» Given data:
------

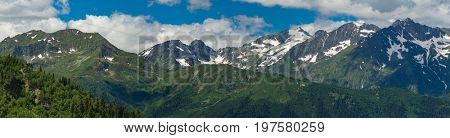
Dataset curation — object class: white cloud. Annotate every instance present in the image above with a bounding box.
[149,0,181,6]
[188,0,212,11]
[0,0,69,39]
[68,13,267,53]
[237,0,450,27]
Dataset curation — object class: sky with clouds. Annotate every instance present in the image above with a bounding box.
[0,0,450,53]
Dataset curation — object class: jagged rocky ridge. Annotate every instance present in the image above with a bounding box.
[140,18,450,96]
[0,19,450,96]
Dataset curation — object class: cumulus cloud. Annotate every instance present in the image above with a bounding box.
[0,0,69,39]
[188,0,212,11]
[68,13,268,53]
[149,0,181,6]
[241,0,450,26]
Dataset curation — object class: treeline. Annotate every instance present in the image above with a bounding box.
[0,56,140,118]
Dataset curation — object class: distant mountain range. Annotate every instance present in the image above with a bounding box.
[135,18,450,96]
[0,18,450,117]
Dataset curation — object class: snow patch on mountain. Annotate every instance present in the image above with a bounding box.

------

» Exercise prompt: Reproduce all of the material above word for word, leaving the picture out.

» Solved exercise:
Dataset curation — object class: white cloud. Annotate every instance present in the image above with a bounding box.
[149,0,181,6]
[188,0,212,11]
[0,0,69,39]
[68,13,267,53]
[237,0,450,27]
Dataset curation — object class: sky with clouds. Annotate every instance present in the image above with a bounding box.
[0,0,450,53]
Dataset curation — object class: jagged rocky ridge. Annotate every instance present in the image above with a bounding box.
[140,18,450,96]
[0,19,450,96]
Dataset curation — object class: cumulus cloud. Annotate every instance present in the image above with a bounding box.
[0,0,69,39]
[188,0,212,11]
[68,13,268,53]
[149,0,181,6]
[241,0,450,26]
Dataset curation — object class: treeline. Annotate every instance present in the image above with a bounding box.
[0,56,140,118]
Dataset curation — object class: distant mountain range. Annotate every instance present in the image above with a bounding box.
[135,18,450,96]
[0,18,450,117]
Dataset curation — object class: snow patch on mountain. Annotate every instance present in the image above with a bounding box.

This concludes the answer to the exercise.